==== EXTRACT PROVIDED ====

Ear, Nose and Throat

Otolaryngology

Otolaryngologists diagnose and manage diseases of the ears, nose, sinuses, larynx (voice box), mouth, and throat, as well as structures of the neck and face.

The ears—Hearing loss affects one in ten people in North America. Otolaryngologists are trained in the medical and surgical treatment of hearing loss, ear infections, balance disorders, ear noise (tinnitus), and some cranial nerve disorders. Otolaryngologists also manage congenital (birth) disorders of the outer and inner ear.

The nose—About 35 million people develop chronic sinusitis each year, making it one of the most common health complaints in America. Problems in the nasal area include allergies, smell disorders, polyps, and nasal obstruction caused by a deviated septum. Otolaryngologists can also correct the appearance of the nose (rhinoplasty surgery).

The throat— Communicating (speech and singing) and eating all involve this vital area. Otolaryngologists manage diseases of the throat, larynx (voice box), and the upper aero-digestive tract or esophagus, including voice and swallowing disorders.

The head and neck—This area of the body includes the important functions of sight, smell, hearing, and the appearance of the face. In the head and neck area, otolaryngologists are trained to treat infections, benign (non-cancerous) and malignant (cancerous) tumors, facial trauma, and deformities of the face. They perform both cosmetic plastic and reconstructive surgery.

==== RECORDED DATA ====

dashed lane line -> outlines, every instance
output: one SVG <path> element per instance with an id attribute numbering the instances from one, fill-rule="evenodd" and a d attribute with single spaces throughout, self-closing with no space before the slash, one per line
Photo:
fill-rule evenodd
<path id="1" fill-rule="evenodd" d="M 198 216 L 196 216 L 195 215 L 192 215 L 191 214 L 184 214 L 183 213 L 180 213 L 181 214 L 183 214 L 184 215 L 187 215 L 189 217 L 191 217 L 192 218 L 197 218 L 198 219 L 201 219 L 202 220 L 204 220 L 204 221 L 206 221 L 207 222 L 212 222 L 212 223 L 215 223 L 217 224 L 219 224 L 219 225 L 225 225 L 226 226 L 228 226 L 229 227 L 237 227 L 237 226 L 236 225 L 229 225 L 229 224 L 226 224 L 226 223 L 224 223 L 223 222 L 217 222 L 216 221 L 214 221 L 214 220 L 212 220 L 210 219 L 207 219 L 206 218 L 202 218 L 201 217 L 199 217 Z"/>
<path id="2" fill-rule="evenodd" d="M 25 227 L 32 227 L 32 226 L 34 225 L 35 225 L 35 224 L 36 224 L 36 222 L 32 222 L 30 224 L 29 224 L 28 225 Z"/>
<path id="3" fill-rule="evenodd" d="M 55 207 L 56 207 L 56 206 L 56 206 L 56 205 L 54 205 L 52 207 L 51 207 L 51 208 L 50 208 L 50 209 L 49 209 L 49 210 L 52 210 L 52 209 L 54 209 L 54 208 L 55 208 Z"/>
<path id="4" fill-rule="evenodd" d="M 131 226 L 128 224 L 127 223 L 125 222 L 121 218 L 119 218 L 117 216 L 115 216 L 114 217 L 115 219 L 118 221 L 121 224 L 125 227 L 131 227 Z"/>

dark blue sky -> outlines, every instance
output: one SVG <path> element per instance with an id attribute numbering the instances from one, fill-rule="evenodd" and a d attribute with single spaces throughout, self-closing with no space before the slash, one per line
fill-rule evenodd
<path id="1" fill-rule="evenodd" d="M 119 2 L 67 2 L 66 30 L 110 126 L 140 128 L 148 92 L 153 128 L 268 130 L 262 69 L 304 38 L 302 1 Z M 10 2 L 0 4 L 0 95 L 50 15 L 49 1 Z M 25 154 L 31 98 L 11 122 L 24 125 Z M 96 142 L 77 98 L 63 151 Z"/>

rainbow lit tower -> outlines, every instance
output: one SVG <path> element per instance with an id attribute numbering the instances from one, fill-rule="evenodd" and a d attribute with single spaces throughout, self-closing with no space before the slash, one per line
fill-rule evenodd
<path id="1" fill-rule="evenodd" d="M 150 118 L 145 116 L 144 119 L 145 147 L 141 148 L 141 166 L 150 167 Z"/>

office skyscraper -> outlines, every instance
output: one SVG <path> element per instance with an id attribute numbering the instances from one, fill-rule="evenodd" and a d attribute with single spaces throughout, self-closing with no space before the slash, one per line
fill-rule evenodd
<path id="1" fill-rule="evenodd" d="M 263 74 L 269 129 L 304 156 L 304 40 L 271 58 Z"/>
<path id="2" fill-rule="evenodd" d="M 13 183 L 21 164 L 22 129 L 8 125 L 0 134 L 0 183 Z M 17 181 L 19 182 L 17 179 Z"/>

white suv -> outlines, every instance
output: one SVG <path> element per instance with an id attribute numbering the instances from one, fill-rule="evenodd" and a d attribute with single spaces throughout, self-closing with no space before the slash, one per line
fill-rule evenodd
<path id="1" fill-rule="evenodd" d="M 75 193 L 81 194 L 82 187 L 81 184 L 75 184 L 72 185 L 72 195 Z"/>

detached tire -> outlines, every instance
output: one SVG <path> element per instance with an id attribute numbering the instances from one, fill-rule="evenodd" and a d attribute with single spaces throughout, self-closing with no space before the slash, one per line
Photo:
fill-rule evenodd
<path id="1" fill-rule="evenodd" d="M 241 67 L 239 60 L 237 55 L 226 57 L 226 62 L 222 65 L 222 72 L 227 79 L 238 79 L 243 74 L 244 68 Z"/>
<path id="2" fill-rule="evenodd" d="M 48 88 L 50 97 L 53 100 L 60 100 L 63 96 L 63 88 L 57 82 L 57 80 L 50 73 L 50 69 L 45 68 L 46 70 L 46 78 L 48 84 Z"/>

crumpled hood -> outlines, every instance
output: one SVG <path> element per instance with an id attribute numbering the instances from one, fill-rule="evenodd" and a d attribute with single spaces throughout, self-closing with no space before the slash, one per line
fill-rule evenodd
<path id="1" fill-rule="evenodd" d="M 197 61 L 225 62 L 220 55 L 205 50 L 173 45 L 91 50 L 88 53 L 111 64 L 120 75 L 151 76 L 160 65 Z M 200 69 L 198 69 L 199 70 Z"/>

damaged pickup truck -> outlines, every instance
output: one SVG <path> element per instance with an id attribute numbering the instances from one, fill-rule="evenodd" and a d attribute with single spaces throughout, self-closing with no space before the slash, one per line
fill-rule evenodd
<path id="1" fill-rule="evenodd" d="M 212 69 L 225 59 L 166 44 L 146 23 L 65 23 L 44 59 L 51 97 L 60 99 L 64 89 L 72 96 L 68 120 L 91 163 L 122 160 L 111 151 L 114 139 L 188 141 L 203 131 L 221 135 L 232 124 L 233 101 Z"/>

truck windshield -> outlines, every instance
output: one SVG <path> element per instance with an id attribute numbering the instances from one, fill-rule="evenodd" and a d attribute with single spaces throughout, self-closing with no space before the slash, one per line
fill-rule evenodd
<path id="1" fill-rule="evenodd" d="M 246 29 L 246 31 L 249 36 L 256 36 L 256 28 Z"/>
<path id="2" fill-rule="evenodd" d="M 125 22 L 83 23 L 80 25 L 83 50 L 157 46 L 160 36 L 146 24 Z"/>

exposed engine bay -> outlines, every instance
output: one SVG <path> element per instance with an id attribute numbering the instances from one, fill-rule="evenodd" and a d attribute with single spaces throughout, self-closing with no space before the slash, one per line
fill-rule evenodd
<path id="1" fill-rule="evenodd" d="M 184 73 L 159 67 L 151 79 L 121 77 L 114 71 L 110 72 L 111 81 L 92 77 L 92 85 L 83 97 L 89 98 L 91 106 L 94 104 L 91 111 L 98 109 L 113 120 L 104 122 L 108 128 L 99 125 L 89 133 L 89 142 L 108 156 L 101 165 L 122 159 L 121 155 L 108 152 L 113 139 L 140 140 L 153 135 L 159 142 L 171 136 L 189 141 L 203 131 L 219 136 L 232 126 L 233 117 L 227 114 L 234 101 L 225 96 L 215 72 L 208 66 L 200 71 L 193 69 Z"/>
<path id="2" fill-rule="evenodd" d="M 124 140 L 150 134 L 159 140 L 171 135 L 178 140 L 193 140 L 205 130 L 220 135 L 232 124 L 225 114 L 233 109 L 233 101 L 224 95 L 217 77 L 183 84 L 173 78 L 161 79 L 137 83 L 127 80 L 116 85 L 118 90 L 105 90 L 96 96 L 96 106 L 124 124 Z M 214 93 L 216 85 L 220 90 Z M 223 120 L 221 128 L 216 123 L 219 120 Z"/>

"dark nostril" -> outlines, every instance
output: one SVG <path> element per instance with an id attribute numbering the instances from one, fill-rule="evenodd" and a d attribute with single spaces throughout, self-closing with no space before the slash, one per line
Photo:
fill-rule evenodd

====

▶ **TASK REQUIREMENTS**:
**a)** Answer these questions from the otolaryngology overview, giving each answer on its own line with the matching mark.
(i) According to the overview, what share of people in North America does hearing loss affect?
(ii) About how many people develop chronic sinusitis each year?
(iii) What two kinds of surgery do otolaryngologists perform in the head and neck area?
**b)** Recast the paragraph of the otolaryngology overview that begins "The nose—About 35 million" as a short bulleted list that keeps its main facts.
**c)** Reproduce the passage of the otolaryngology overview between "Otolaryngologists diagnose and" and "nose (rhinoplasty surgery).", inclusive, substituting "vestibular disorders" for "balance disorders".

▶ **ANSWERS TO EACH TASK**:
**a)**
(i) One in ten people.
(ii) About 35 million people.
(iii) Cosmetic plastic surgery and reconstructive surgery.

**b)**
- About 35 million people develop chronic sinusitis each year, one of the most common health complaints in America.
- Nasal problems include allergies, smell disorders, polyps, and nasal obstruction from a deviated septum.
- Otolaryngologists can also correct the appearance of the nose through rhinoplasty surgery.

**c)**
Otolaryngologists diagnose and manage diseases of the ears, nose, sinuses, larynx (voice box), mouth, and throat, as well as structures of the neck and face.

The ears—Hearing loss affects one in ten people in North America. Otolaryngologists are trained in the medical and surgical treatment of hearing loss, ear infections, vestibular disorders, ear noise (tinnitus), and some cranial nerve disorders. Otolaryngologists also manage congenital (birth) disorders of the outer and inner ear.

The nose—About 35 million people develop chronic sinusitis each year, making it one of the most common health complaints in America. Problems in the nasal area include allergies, smell disorders, polyps, and nasal obstruction caused by a deviated septum. Otolaryngologists can also correct the appearance of the nose (rhinoplasty surgery).